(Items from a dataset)

-=-=-

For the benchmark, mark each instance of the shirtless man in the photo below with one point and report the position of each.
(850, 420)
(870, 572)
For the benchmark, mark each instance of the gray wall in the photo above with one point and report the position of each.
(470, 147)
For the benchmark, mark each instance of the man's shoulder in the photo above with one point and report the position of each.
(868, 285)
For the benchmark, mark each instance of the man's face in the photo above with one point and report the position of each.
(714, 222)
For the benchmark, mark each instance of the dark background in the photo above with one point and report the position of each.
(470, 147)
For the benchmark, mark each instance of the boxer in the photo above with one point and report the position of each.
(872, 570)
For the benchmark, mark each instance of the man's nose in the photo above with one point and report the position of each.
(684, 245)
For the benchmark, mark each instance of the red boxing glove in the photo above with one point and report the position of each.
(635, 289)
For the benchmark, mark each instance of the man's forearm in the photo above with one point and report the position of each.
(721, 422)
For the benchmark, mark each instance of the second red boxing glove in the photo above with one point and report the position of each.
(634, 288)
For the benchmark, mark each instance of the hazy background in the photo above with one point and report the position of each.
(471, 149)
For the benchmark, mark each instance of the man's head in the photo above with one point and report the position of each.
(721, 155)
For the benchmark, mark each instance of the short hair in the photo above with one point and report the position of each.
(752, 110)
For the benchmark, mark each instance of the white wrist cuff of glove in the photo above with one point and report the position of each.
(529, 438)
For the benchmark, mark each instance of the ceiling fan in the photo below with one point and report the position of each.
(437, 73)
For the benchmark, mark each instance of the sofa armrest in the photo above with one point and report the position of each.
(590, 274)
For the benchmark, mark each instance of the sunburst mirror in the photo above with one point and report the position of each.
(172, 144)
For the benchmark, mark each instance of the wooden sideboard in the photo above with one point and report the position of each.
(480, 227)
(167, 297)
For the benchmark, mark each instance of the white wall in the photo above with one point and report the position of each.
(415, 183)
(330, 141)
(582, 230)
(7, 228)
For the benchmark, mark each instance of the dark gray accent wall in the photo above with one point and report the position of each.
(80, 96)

-=-=-

_Short task_
Can you edit the lines above so that every "benchmark" becomes "evaluation", with nothing else changed?

_Solution to this exercise_
For the evaluation, mark each instance of the shirtless man in the photo below with one point and report the position of each.
(850, 420)
(870, 572)
For the evaluation, mark each instance of the gray wall in the photo above with one point and report the position of each.
(470, 147)
For the evaluation, mark each instance of the man's shoulder in the photo above with one point and report the position of each.
(868, 285)
For the evaluation, mark each instance of the man's face in the photo above with one point and report the position of each.
(714, 222)
For the evaluation, mark each instance of the dark background in the photo above with one point and report the position of each.
(470, 147)
For the evaluation, mark each instance of the boxer in the photo above with one point and report the position of each.
(872, 570)
For the evaluation, mark each instance of the man's nose in the photo above with one point and report the position of each.
(684, 245)
For the evaluation, mark each instance of the red boxing glove in the photo above with one point and report the position of each.
(635, 289)
For the evaluation, mark each instance of the man's forearm in the photo above with one point and report the position of each.
(721, 422)
For the evaluation, mark each instance of the second red boxing glove in the photo above with one point and report the position of each.
(634, 288)
For the evaluation, mark each instance of the hazy background in the photo above with one point and report the position of each.
(471, 149)
For the evaluation, mark each instance of the man's head in the photo above with one point and report the position of each.
(721, 155)
For the evaluation, mark each instance of the short hair in the photo above with one point and report the position of each.
(752, 110)
For the evaluation, mark each instance of the white wrist cuff of glove in the photo above with one point and report the position of each.
(529, 438)
For the evaluation, mark each instance of the ceiling fan in the photo below with one point and report the position of each.
(437, 73)
For the evaluation, mark each instance of the sofa armrest in the photo above with one point and report the position of each.
(590, 274)
For the evaluation, mark each instance of the sunburst mirror in the photo above with one point and report the position of each.
(172, 144)
For the evaluation, mark each instance of the wooden sideboard in the photo above with one point and report the position of each.
(480, 227)
(167, 297)
For the evaluation, mark each instance of the white wall in the photo above with one point and report the position of each.
(415, 183)
(330, 141)
(582, 230)
(7, 228)
For the evaluation, mark each instance of the dark gray accent wall in the photo above with one point and report the position of each.
(80, 96)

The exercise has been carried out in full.